任务说明.
请把下列所有条目逐字照抄一遍，答案中略去图片。

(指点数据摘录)

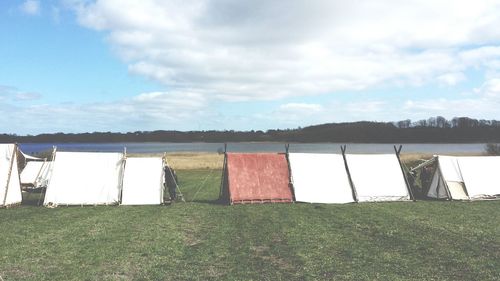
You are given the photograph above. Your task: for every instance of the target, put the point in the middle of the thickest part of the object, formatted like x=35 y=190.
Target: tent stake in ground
x=354 y=194
x=410 y=192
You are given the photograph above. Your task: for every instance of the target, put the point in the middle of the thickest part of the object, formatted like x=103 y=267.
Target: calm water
x=158 y=147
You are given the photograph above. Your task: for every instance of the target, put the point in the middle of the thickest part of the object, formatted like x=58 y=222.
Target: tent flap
x=257 y=178
x=377 y=177
x=320 y=178
x=143 y=181
x=85 y=178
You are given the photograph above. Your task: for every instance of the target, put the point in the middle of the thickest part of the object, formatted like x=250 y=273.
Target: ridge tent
x=10 y=187
x=256 y=178
x=320 y=178
x=447 y=181
x=143 y=181
x=85 y=178
x=35 y=174
x=377 y=177
x=481 y=175
x=466 y=178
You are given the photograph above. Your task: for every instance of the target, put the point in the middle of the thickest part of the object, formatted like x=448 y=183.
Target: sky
x=123 y=65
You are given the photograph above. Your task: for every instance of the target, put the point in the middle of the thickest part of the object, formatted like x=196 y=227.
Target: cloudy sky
x=127 y=65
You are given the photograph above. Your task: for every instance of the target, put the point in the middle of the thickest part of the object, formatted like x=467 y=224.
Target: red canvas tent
x=256 y=178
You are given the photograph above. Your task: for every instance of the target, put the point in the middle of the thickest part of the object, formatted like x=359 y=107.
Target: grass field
x=202 y=240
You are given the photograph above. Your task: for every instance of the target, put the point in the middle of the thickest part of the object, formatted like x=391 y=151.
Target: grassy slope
x=201 y=240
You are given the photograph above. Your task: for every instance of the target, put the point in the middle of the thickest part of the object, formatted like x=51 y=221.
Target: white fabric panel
x=377 y=177
x=481 y=175
x=44 y=177
x=85 y=178
x=14 y=195
x=457 y=190
x=31 y=172
x=320 y=178
x=449 y=168
x=452 y=176
x=437 y=188
x=143 y=181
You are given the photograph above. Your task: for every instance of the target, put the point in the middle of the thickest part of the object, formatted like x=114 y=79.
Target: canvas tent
x=481 y=176
x=377 y=177
x=320 y=178
x=85 y=178
x=256 y=178
x=10 y=187
x=35 y=174
x=447 y=181
x=143 y=181
x=465 y=178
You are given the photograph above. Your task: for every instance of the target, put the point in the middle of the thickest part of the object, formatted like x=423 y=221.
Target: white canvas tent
x=447 y=181
x=143 y=181
x=10 y=187
x=377 y=177
x=320 y=178
x=35 y=174
x=481 y=176
x=466 y=178
x=85 y=178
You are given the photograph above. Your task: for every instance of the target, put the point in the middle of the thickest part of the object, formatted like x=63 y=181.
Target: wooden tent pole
x=175 y=181
x=221 y=190
x=9 y=175
x=290 y=177
x=351 y=183
x=410 y=192
x=124 y=163
x=465 y=186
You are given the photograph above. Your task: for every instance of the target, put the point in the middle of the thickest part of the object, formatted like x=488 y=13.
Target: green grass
x=200 y=240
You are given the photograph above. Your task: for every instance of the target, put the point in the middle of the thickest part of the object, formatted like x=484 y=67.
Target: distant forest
x=432 y=130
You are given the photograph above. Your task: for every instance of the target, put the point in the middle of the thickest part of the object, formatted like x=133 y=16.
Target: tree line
x=431 y=130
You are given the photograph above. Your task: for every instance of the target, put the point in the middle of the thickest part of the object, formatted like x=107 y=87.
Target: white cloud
x=30 y=7
x=270 y=50
x=147 y=111
x=451 y=79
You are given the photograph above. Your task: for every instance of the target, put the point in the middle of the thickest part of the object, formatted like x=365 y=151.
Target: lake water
x=158 y=147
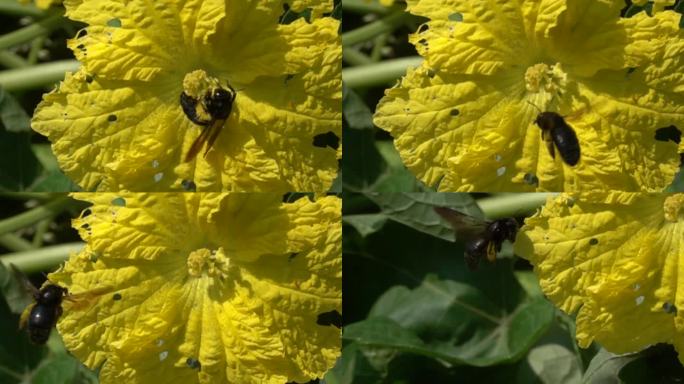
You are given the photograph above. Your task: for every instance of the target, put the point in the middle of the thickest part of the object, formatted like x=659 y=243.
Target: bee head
x=218 y=102
x=51 y=294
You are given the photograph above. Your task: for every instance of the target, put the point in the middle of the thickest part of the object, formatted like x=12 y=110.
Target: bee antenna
x=530 y=103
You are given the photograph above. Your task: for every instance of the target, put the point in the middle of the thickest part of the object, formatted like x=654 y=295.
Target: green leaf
x=605 y=367
x=355 y=111
x=19 y=167
x=12 y=115
x=54 y=181
x=555 y=364
x=455 y=322
x=17 y=355
x=366 y=224
x=14 y=291
x=363 y=166
x=353 y=367
x=416 y=210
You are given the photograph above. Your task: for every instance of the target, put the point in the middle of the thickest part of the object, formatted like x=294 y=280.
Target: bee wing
x=464 y=225
x=215 y=129
x=548 y=140
x=23 y=319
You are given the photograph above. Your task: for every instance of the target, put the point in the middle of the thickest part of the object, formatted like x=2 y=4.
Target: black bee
x=41 y=316
x=486 y=237
x=556 y=132
x=217 y=103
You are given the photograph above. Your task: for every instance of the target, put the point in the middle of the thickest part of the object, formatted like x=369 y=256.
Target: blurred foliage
x=30 y=223
x=414 y=313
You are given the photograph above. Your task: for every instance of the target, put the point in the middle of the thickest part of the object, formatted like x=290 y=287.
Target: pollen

参考答案.
You are given the photograph above. Your task: for every instance of the target, put the point in the middle of the thickest part of the object, formatted like x=35 y=190.
Target: tent stake in ground
x=354 y=194
x=410 y=192
You are given the photograph above. Your task: for every instance of the target, put the point in the middle of the thickest part of the object, formatted like x=103 y=267.
Target: calm water
x=158 y=147
You are given the photograph above. Your task: for every instance of the target, put the point in the middle of the thickest part of the object, formatted like x=58 y=222.
Target: tent flap
x=257 y=178
x=377 y=177
x=320 y=178
x=143 y=181
x=85 y=178
You are given the photograph above. Your task: for every instance of the target, put the point in the middle of the thickest part of the object, formatted like x=250 y=273.
Target: ridge tent
x=10 y=187
x=256 y=178
x=320 y=178
x=447 y=181
x=143 y=181
x=85 y=178
x=35 y=174
x=377 y=177
x=481 y=175
x=466 y=178
You are given the photograph above. Your task: for every instance of the target, put the point in the middle of the thickest part of the object, formatted like x=448 y=183.
Target: sky
x=123 y=65
You are given the photograph above. Your task: for every instance of the target, put the point in the middle of the thickest part of the object, formatted like x=196 y=227.
Target: cloudy sky
x=127 y=65
You are given the photograph above. Your task: for every instance of the target, put the point in the middle of the thickest part of the object, formatted like x=467 y=224.
Target: red canvas tent
x=256 y=178
You are given the photograph above. Your task: for every instance of the target, put the point in the middle of the thickest part of the object, formatted like x=359 y=107.
Target: grass field
x=202 y=240
You are given the photograph above. Your task: for every instance of the target, put the point in the middle of the thickest part of the object, formatted like x=391 y=151.
Target: grassy slope
x=201 y=240
You are given the photograph above. Your task: for every instance of the target, put the point in the middle of the thickest part of the object, formatted like x=51 y=221.
Target: white fabric panel
x=377 y=177
x=481 y=175
x=44 y=177
x=85 y=178
x=14 y=195
x=457 y=190
x=31 y=172
x=320 y=178
x=449 y=168
x=452 y=176
x=437 y=188
x=143 y=181
You are given the photograph above. Your task: for every instance of the target, put the point in the middle of the thickest part of the object, formatted like x=114 y=79.
Target: canvas tent
x=481 y=176
x=377 y=177
x=320 y=178
x=85 y=178
x=256 y=178
x=10 y=187
x=35 y=174
x=447 y=181
x=143 y=181
x=465 y=178
You are given the photograph above. Your task: for every instance of the target, put the point in the middle of the thickest part of the object, formatted like x=423 y=221.
Target: white canvas tent
x=447 y=181
x=143 y=181
x=10 y=187
x=377 y=177
x=320 y=178
x=35 y=174
x=481 y=176
x=466 y=178
x=85 y=178
You are given the photograph above. Your task: for every instance of the target, put the point in the middle of the thickest part of the object, formatted like x=63 y=181.
Target: wooden tent pole
x=175 y=181
x=221 y=190
x=9 y=175
x=290 y=177
x=351 y=183
x=410 y=192
x=124 y=163
x=465 y=186
You are given the photograph above. Your task: for every instance of the target, put the point in the middle of the thickest part of the object, formatted like x=488 y=13.
Target: green grass
x=200 y=240
You are given the photograph above. Your task: for every instance of the target, put the point in the middle of the thickest part of the object, formatted like x=484 y=67.
Target: distant forest
x=432 y=130
You are given the photograph above. Your task: for every instance of the target, put the point in the middle of the thickest part of the object, formatted like x=133 y=16.
Target: tree line
x=431 y=130
You are given the photograph above. Your task: for every instance of the target, put the point in the middle of the thickest part of the object, formatted like x=107 y=87.
Target: white cloud
x=30 y=7
x=270 y=50
x=147 y=111
x=451 y=79
You are given the photograph above. Your task: for every instance of the target, put the point in the middle of the thickest part of the object, formatted like x=365 y=151.
Target: lake water
x=158 y=147
You are given the photograph above. Your task: for every instance of the target, put the point in the middle of the thickest part of the object, formatted like x=659 y=243.
Target: bee head
x=218 y=102
x=51 y=294
You are given the photograph above. Your task: for every instance of the target, put the point in the middle of the thickest part of the object, formatted like x=12 y=110.
Target: bee antenna
x=530 y=103
You are given the photograph above. Your task: for every instance of the target, put the point in the middle of the thickest part of the object, formatted like x=654 y=295.
Target: green leaf
x=605 y=367
x=355 y=111
x=19 y=167
x=12 y=115
x=54 y=181
x=555 y=364
x=455 y=322
x=17 y=355
x=366 y=224
x=14 y=291
x=363 y=166
x=353 y=367
x=416 y=210
You are given the photograph above. Your task: for every instance of the target, put the point in the middle of the thickest part of the object, formatted like x=294 y=280.
Target: bee wing
x=464 y=225
x=215 y=129
x=548 y=140
x=23 y=319
You are given the photograph above. Your task: for every instance of the target, put the point in the middle of the thickest part of the object, formatted like x=2 y=4.
Target: black bee
x=41 y=316
x=486 y=237
x=556 y=132
x=217 y=103
You are given the photograph above. Your task: for every instance of the target, put the point in the middle of the thickest part of the object, formatted like x=369 y=256.
Target: blurred foliage
x=30 y=223
x=414 y=313
You are given the photograph above. Your task: for every instance of the target, put the point in the middle of the thickest part of the object, formatted like x=290 y=287.
Target: pollen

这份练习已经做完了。